INPUT Start Marker
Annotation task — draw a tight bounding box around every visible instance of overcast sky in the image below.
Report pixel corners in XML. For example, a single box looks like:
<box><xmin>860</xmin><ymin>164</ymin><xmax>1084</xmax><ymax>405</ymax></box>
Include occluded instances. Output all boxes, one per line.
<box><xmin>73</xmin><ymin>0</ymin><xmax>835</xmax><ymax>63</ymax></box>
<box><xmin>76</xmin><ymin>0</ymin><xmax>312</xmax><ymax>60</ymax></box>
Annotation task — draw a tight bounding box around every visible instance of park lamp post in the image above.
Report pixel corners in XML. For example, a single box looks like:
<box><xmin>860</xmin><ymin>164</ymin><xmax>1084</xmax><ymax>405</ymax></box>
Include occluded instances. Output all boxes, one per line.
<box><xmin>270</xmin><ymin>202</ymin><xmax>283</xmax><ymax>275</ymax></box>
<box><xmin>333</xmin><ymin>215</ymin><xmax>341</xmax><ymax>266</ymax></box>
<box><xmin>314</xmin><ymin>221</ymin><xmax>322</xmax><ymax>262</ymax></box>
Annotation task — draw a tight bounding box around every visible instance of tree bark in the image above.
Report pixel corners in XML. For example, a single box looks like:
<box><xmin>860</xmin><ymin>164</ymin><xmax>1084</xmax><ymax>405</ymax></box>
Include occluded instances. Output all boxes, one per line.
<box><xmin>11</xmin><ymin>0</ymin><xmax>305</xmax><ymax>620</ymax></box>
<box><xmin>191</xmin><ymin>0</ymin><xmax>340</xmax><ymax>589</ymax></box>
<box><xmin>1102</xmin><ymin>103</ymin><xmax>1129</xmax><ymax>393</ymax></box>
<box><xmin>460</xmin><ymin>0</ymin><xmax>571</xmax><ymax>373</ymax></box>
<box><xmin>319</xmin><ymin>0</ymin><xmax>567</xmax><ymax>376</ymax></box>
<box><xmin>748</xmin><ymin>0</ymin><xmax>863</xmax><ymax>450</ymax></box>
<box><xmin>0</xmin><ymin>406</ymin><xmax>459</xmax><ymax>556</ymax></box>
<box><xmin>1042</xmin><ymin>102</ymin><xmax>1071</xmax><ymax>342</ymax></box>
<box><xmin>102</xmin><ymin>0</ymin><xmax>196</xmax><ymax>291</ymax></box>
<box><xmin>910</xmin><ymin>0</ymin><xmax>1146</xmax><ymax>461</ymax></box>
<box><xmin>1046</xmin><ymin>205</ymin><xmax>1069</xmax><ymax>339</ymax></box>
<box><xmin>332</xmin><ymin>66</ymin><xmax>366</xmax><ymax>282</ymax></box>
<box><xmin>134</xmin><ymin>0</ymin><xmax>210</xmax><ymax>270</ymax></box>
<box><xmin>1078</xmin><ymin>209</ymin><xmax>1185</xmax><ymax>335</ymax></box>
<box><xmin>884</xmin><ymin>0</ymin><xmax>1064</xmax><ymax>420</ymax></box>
INPUT End Marker
— GOAL OF THE EXERCISE —
Would you reproduce the material above in full, exactly as given?

— RESULT BELOW —
Annotation task — draw a tight bounding box around every visible instance of overcast sky in the image below.
Report pixel corners in XML. For example, a single box looks like:
<box><xmin>860</xmin><ymin>164</ymin><xmax>1084</xmax><ymax>405</ymax></box>
Include occluded instances. Output all boxes, one per line.
<box><xmin>73</xmin><ymin>0</ymin><xmax>835</xmax><ymax>63</ymax></box>
<box><xmin>76</xmin><ymin>0</ymin><xmax>312</xmax><ymax>60</ymax></box>
Annotation task — draw a tight bounding box around every visible instance of park lamp post in the image above.
Report pixel corners in XML. For example, a single box looks like:
<box><xmin>860</xmin><ymin>164</ymin><xmax>1084</xmax><ymax>405</ymax></box>
Include occluded instances. Output all boxes, one per line.
<box><xmin>270</xmin><ymin>202</ymin><xmax>283</xmax><ymax>275</ymax></box>
<box><xmin>333</xmin><ymin>215</ymin><xmax>341</xmax><ymax>266</ymax></box>
<box><xmin>314</xmin><ymin>221</ymin><xmax>322</xmax><ymax>262</ymax></box>
Annotation task — draw a tight bounding box around every visible instance of tree bark in the image above.
Report pixel corners in XML. For example, a single box looks like:
<box><xmin>860</xmin><ymin>164</ymin><xmax>1084</xmax><ymax>405</ymax></box>
Include occluded instances. Output all boxes, one per line.
<box><xmin>11</xmin><ymin>0</ymin><xmax>305</xmax><ymax>620</ymax></box>
<box><xmin>191</xmin><ymin>0</ymin><xmax>340</xmax><ymax>589</ymax></box>
<box><xmin>1102</xmin><ymin>103</ymin><xmax>1129</xmax><ymax>393</ymax></box>
<box><xmin>460</xmin><ymin>0</ymin><xmax>571</xmax><ymax>373</ymax></box>
<box><xmin>319</xmin><ymin>0</ymin><xmax>567</xmax><ymax>376</ymax></box>
<box><xmin>748</xmin><ymin>0</ymin><xmax>863</xmax><ymax>450</ymax></box>
<box><xmin>0</xmin><ymin>406</ymin><xmax>459</xmax><ymax>556</ymax></box>
<box><xmin>1042</xmin><ymin>102</ymin><xmax>1071</xmax><ymax>342</ymax></box>
<box><xmin>102</xmin><ymin>0</ymin><xmax>196</xmax><ymax>291</ymax></box>
<box><xmin>910</xmin><ymin>0</ymin><xmax>1146</xmax><ymax>461</ymax></box>
<box><xmin>1046</xmin><ymin>205</ymin><xmax>1069</xmax><ymax>339</ymax></box>
<box><xmin>332</xmin><ymin>66</ymin><xmax>366</xmax><ymax>282</ymax></box>
<box><xmin>134</xmin><ymin>0</ymin><xmax>210</xmax><ymax>270</ymax></box>
<box><xmin>1078</xmin><ymin>209</ymin><xmax>1185</xmax><ymax>335</ymax></box>
<box><xmin>884</xmin><ymin>0</ymin><xmax>1064</xmax><ymax>420</ymax></box>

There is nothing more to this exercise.